- Exercise instructions: Pull out every line of the records below that contains the word "ceiling", matching case exactly, and copy those lines unchanged.
• • •
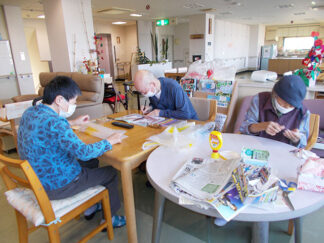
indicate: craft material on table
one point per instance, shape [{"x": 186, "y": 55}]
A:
[
  {"x": 100, "y": 131},
  {"x": 255, "y": 156},
  {"x": 141, "y": 120}
]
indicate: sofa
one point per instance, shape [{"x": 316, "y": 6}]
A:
[{"x": 92, "y": 92}]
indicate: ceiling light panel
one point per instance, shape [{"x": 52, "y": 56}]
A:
[{"x": 115, "y": 11}]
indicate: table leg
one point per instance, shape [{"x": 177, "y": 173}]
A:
[
  {"x": 157, "y": 217},
  {"x": 298, "y": 229},
  {"x": 138, "y": 102},
  {"x": 129, "y": 203},
  {"x": 126, "y": 96},
  {"x": 260, "y": 232}
]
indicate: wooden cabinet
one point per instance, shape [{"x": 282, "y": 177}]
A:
[{"x": 280, "y": 66}]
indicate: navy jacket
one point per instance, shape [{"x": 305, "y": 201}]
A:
[{"x": 174, "y": 102}]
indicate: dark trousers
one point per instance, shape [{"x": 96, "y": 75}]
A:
[{"x": 91, "y": 176}]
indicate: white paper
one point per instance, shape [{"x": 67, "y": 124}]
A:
[{"x": 100, "y": 131}]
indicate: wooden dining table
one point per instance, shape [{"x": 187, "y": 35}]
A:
[{"x": 125, "y": 157}]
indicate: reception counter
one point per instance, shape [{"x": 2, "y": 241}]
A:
[
  {"x": 282, "y": 65},
  {"x": 247, "y": 87}
]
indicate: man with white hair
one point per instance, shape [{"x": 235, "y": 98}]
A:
[{"x": 167, "y": 98}]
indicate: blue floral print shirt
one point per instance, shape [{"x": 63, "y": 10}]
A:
[{"x": 49, "y": 144}]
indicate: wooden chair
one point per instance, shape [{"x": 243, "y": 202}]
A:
[
  {"x": 206, "y": 108},
  {"x": 52, "y": 225}
]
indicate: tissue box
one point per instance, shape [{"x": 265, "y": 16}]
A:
[{"x": 311, "y": 175}]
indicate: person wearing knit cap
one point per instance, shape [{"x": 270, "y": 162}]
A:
[{"x": 280, "y": 114}]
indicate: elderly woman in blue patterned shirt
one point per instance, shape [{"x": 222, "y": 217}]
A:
[{"x": 63, "y": 163}]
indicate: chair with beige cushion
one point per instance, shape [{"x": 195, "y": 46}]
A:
[
  {"x": 92, "y": 88},
  {"x": 31, "y": 203}
]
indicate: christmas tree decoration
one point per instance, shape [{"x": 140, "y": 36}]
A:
[{"x": 312, "y": 62}]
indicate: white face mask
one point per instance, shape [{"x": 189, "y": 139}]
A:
[
  {"x": 281, "y": 109},
  {"x": 150, "y": 94},
  {"x": 70, "y": 111}
]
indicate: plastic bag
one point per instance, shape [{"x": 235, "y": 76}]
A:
[{"x": 183, "y": 135}]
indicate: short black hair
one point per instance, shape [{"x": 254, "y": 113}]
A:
[{"x": 60, "y": 85}]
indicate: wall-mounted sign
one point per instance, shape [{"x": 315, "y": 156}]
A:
[{"x": 162, "y": 22}]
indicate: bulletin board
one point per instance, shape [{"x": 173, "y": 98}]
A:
[{"x": 7, "y": 67}]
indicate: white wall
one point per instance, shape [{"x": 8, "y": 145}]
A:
[
  {"x": 209, "y": 38},
  {"x": 165, "y": 32},
  {"x": 39, "y": 26},
  {"x": 3, "y": 27},
  {"x": 144, "y": 30},
  {"x": 131, "y": 41},
  {"x": 257, "y": 33},
  {"x": 232, "y": 43},
  {"x": 71, "y": 36},
  {"x": 37, "y": 65},
  {"x": 9, "y": 87},
  {"x": 19, "y": 49},
  {"x": 57, "y": 36},
  {"x": 197, "y": 26},
  {"x": 181, "y": 45},
  {"x": 79, "y": 31}
]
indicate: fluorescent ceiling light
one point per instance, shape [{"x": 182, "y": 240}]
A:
[
  {"x": 136, "y": 15},
  {"x": 115, "y": 11},
  {"x": 119, "y": 22}
]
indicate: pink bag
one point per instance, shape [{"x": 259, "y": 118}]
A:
[{"x": 311, "y": 175}]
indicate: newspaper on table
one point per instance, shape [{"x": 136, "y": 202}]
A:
[
  {"x": 100, "y": 131},
  {"x": 207, "y": 181},
  {"x": 141, "y": 120},
  {"x": 229, "y": 186}
]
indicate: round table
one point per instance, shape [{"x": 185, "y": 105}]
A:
[{"x": 164, "y": 162}]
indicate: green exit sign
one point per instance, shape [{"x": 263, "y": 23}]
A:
[{"x": 162, "y": 22}]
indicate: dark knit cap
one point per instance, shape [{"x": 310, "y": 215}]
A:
[{"x": 291, "y": 89}]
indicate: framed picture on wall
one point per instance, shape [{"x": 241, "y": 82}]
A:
[
  {"x": 210, "y": 26},
  {"x": 196, "y": 57}
]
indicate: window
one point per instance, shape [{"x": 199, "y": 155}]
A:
[{"x": 298, "y": 43}]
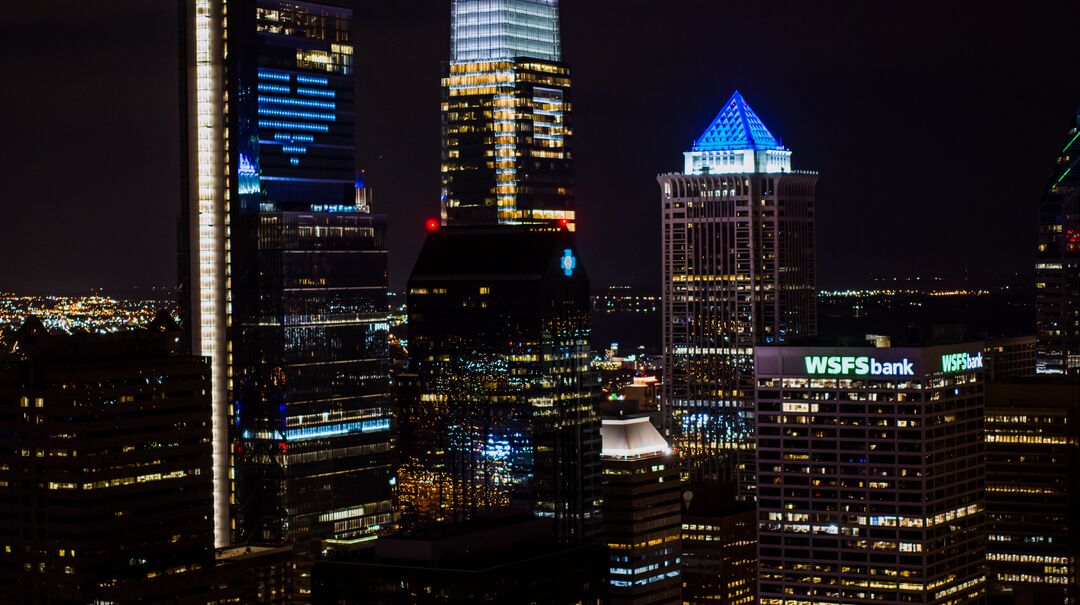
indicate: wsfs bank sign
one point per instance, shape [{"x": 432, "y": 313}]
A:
[
  {"x": 960, "y": 362},
  {"x": 859, "y": 366}
]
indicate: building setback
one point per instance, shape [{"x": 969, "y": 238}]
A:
[
  {"x": 105, "y": 466},
  {"x": 507, "y": 129},
  {"x": 738, "y": 272},
  {"x": 642, "y": 512},
  {"x": 871, "y": 474},
  {"x": 500, "y": 407},
  {"x": 1033, "y": 433},
  {"x": 1057, "y": 265},
  {"x": 283, "y": 271}
]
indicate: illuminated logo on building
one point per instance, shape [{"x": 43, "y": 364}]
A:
[
  {"x": 859, "y": 366},
  {"x": 959, "y": 362},
  {"x": 568, "y": 263}
]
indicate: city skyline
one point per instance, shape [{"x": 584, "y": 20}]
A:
[{"x": 967, "y": 102}]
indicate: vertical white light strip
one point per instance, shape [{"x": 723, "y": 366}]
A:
[{"x": 210, "y": 255}]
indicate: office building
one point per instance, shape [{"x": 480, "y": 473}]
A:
[
  {"x": 504, "y": 560},
  {"x": 499, "y": 409},
  {"x": 284, "y": 272},
  {"x": 871, "y": 474},
  {"x": 1008, "y": 358},
  {"x": 1057, "y": 265},
  {"x": 105, "y": 466},
  {"x": 507, "y": 129},
  {"x": 1033, "y": 433},
  {"x": 738, "y": 272},
  {"x": 719, "y": 546},
  {"x": 642, "y": 511}
]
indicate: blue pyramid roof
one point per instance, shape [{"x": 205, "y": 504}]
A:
[{"x": 737, "y": 126}]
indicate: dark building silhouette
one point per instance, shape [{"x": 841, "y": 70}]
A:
[
  {"x": 499, "y": 409},
  {"x": 510, "y": 560},
  {"x": 1033, "y": 434},
  {"x": 105, "y": 466},
  {"x": 719, "y": 546},
  {"x": 642, "y": 511},
  {"x": 738, "y": 272},
  {"x": 284, "y": 272},
  {"x": 1057, "y": 265}
]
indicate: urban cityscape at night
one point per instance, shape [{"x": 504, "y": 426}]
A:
[{"x": 529, "y": 301}]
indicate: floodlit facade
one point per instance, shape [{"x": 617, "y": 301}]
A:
[
  {"x": 871, "y": 474},
  {"x": 738, "y": 271},
  {"x": 642, "y": 511},
  {"x": 1033, "y": 443},
  {"x": 284, "y": 273},
  {"x": 1057, "y": 266},
  {"x": 507, "y": 128},
  {"x": 500, "y": 29}
]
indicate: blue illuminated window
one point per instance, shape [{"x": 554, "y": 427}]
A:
[
  {"x": 297, "y": 102},
  {"x": 294, "y": 137},
  {"x": 293, "y": 125},
  {"x": 280, "y": 76},
  {"x": 310, "y": 80},
  {"x": 273, "y": 88},
  {"x": 293, "y": 113},
  {"x": 315, "y": 92}
]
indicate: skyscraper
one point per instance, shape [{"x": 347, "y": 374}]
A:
[
  {"x": 499, "y": 406},
  {"x": 284, "y": 272},
  {"x": 105, "y": 467},
  {"x": 1057, "y": 267},
  {"x": 642, "y": 512},
  {"x": 507, "y": 150},
  {"x": 871, "y": 474},
  {"x": 738, "y": 272},
  {"x": 502, "y": 409},
  {"x": 1033, "y": 447}
]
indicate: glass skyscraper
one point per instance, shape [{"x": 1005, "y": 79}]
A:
[
  {"x": 507, "y": 129},
  {"x": 504, "y": 29},
  {"x": 1057, "y": 267},
  {"x": 284, "y": 271},
  {"x": 738, "y": 272}
]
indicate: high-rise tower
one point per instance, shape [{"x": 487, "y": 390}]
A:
[
  {"x": 1057, "y": 267},
  {"x": 738, "y": 271},
  {"x": 499, "y": 407},
  {"x": 507, "y": 117},
  {"x": 284, "y": 272}
]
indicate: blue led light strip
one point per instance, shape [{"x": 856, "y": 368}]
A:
[{"x": 293, "y": 125}]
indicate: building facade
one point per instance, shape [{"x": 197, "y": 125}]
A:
[
  {"x": 738, "y": 272},
  {"x": 1057, "y": 265},
  {"x": 871, "y": 474},
  {"x": 1033, "y": 434},
  {"x": 284, "y": 273},
  {"x": 507, "y": 129},
  {"x": 642, "y": 512},
  {"x": 719, "y": 546},
  {"x": 499, "y": 409},
  {"x": 105, "y": 466}
]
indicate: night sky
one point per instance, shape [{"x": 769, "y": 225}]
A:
[{"x": 933, "y": 125}]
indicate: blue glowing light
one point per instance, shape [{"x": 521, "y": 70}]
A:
[
  {"x": 280, "y": 76},
  {"x": 311, "y": 80},
  {"x": 315, "y": 92},
  {"x": 737, "y": 126},
  {"x": 568, "y": 263}
]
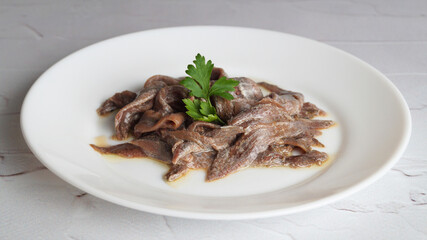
• • •
- Written answer:
indicate: ceiling light panel
indicate: fluorescent ceiling light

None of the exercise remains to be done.